----- The data
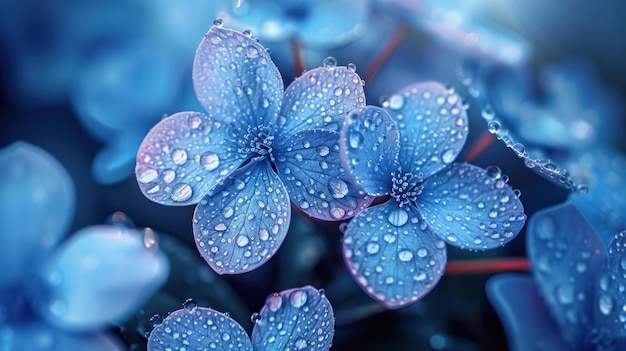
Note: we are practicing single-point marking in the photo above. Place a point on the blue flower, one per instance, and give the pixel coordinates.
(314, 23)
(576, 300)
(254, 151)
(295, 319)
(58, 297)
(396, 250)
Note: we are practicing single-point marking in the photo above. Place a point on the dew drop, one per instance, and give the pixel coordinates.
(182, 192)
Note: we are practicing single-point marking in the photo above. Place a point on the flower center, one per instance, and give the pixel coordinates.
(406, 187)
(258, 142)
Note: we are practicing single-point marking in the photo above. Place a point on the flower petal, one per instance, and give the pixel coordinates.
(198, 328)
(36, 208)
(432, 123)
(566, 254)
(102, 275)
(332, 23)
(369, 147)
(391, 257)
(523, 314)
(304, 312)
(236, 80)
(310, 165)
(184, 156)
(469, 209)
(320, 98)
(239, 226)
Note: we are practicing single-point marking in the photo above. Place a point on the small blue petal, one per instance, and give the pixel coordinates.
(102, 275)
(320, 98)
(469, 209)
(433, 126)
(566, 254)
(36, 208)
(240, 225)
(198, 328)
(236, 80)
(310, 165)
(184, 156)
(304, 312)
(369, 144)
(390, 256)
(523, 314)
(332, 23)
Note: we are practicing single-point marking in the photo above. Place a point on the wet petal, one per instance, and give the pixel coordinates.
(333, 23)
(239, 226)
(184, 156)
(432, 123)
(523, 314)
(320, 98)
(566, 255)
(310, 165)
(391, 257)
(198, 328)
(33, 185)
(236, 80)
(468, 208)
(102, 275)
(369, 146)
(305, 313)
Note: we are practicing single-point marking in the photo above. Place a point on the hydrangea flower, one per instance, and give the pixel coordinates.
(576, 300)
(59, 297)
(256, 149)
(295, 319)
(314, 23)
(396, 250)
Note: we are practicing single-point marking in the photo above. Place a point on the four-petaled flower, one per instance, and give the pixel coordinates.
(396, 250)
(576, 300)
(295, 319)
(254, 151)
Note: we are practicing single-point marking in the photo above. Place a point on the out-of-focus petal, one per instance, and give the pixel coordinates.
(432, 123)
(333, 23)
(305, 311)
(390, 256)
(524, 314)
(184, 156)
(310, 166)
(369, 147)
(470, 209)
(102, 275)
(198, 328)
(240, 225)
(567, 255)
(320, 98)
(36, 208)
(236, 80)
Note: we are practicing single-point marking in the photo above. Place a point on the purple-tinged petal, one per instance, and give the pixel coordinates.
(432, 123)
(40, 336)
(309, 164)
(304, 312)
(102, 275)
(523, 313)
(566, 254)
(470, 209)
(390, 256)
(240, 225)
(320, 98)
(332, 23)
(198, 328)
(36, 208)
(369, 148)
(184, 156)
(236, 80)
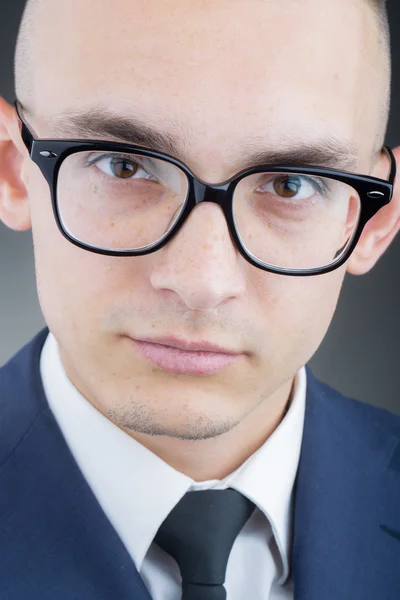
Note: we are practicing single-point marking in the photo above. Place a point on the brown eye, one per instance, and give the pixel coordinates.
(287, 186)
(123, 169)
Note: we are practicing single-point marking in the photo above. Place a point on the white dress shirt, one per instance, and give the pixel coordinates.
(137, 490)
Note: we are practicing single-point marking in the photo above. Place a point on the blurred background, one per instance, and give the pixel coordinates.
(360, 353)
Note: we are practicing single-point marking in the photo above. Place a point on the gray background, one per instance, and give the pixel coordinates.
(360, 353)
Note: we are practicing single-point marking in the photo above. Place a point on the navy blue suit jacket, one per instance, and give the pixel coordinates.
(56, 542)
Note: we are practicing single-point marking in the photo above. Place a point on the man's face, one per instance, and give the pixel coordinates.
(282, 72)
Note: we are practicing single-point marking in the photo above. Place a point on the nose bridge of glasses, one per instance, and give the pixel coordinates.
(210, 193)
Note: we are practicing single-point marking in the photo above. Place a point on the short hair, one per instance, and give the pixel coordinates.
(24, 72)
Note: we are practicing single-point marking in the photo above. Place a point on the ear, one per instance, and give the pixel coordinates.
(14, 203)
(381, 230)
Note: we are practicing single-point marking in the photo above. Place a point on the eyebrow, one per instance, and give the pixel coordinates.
----------
Work task:
Word for word, restate the material above; do not carry over the pictures.

Task output:
Note: we are practicing single-point marking in the photo above. Place a point on the blue flower, one per instance, and give the pixel coordinates.
(314, 23)
(576, 300)
(254, 151)
(295, 319)
(58, 297)
(396, 250)
Note: we are practicing single-point marking in the photo above. Place a point on the dew drop, one per instance, and give the pixel coordinates.
(182, 192)
Note: we are practicing single-point marking in the photo above. Place a point on the flower center, one per instance, and give the pixel coordinates.
(406, 187)
(258, 142)
Note: we are practicing single-point marking in the photo above. Place a point on the flower petal, one per instance, and give the pixel coordinates.
(198, 328)
(36, 208)
(432, 123)
(566, 254)
(102, 275)
(332, 23)
(369, 147)
(391, 257)
(523, 314)
(304, 312)
(236, 80)
(310, 165)
(184, 156)
(469, 209)
(320, 98)
(239, 226)
Note: we are practicing single-point marking in the photo above. Place a point on the small blue petal, one per instance, and give the pixel coordinates.
(102, 275)
(320, 98)
(469, 209)
(433, 126)
(566, 254)
(36, 208)
(240, 225)
(198, 328)
(236, 80)
(310, 165)
(184, 156)
(304, 312)
(369, 144)
(390, 256)
(523, 314)
(332, 23)
Note: we are practicing single-point marking in the photo above. Place a point on the wet petal, one per instance, and give the pixel coordinates.
(333, 23)
(239, 226)
(184, 156)
(432, 123)
(523, 314)
(320, 98)
(566, 255)
(310, 165)
(391, 257)
(198, 328)
(33, 185)
(236, 80)
(468, 208)
(102, 275)
(369, 146)
(305, 313)
Note: we are practicing single-point marking in the photo above. Place a point on the hydrangea flower, one per instance, and give the pixel coordinates.
(576, 300)
(59, 297)
(256, 149)
(295, 319)
(314, 23)
(396, 250)
Note: we are practicing single-point marking in the photo above. Place a point on the four-petaled flower, one per instance, and give the pixel coordinates.
(396, 250)
(576, 300)
(295, 319)
(254, 151)
Note: we are practicing single-point marking in the photo above. Place a point on the out-of-focus petal, one per instance, and give the pixel coordinates.
(432, 123)
(333, 23)
(305, 311)
(390, 256)
(524, 314)
(184, 156)
(310, 166)
(369, 147)
(470, 209)
(102, 275)
(198, 328)
(240, 225)
(567, 255)
(320, 98)
(36, 208)
(236, 80)
Note: we are practicing single-point marking in the photo above. Place a point on the purple-tinged petal, one per instance, and give the pixel coordinates.
(432, 123)
(40, 336)
(309, 164)
(304, 312)
(102, 275)
(523, 313)
(566, 254)
(470, 209)
(390, 256)
(240, 225)
(320, 98)
(332, 23)
(198, 328)
(36, 208)
(369, 148)
(184, 156)
(236, 80)
Note: we are practicing single-point marking in the photo above. Place a point on the brown eye, one per instance, and give the pixel coordinates.
(287, 186)
(123, 169)
Note: we are practicing single-point marking in the photo above. Place a point on the white dress shirt, one per instance, and give the pixel coordinates.
(137, 490)
Note: we are practicing single-point marking in the photo above. Place a point on the blurred background, one per instance, and give the pixel coordinates.
(360, 353)
Note: we are practicing single-point marking in the photo above. Place a point on the gray background, one per instance, and give the pixel coordinates.
(360, 353)
Note: we are practicing single-point marking in the photo above. Place a point on the navy blue suit jacket, one per instance, and give the pixel coordinates.
(56, 542)
Note: we are practicing single-point marking in the photo above. Place a point on the man's face, one per instance, and give the pixel coordinates.
(282, 72)
Note: we are practicing single-point marking in the photo above. Place a point on the nose bridge of glasses, one per instance, and give the pixel coordinates.
(210, 193)
Note: we are practicing single-point marking in the photo above. Place a point on the short hair, one per instance, and give the pixel coordinates.
(24, 72)
Note: we are practicing single-point marking in the photo above. Place a point on the ear, one per instance, and give the pixel coordinates.
(14, 203)
(381, 230)
Note: we are practicing single-point marking in the photo above. Place a point on the eyebrow, one per instance, and give the pixel coordinates.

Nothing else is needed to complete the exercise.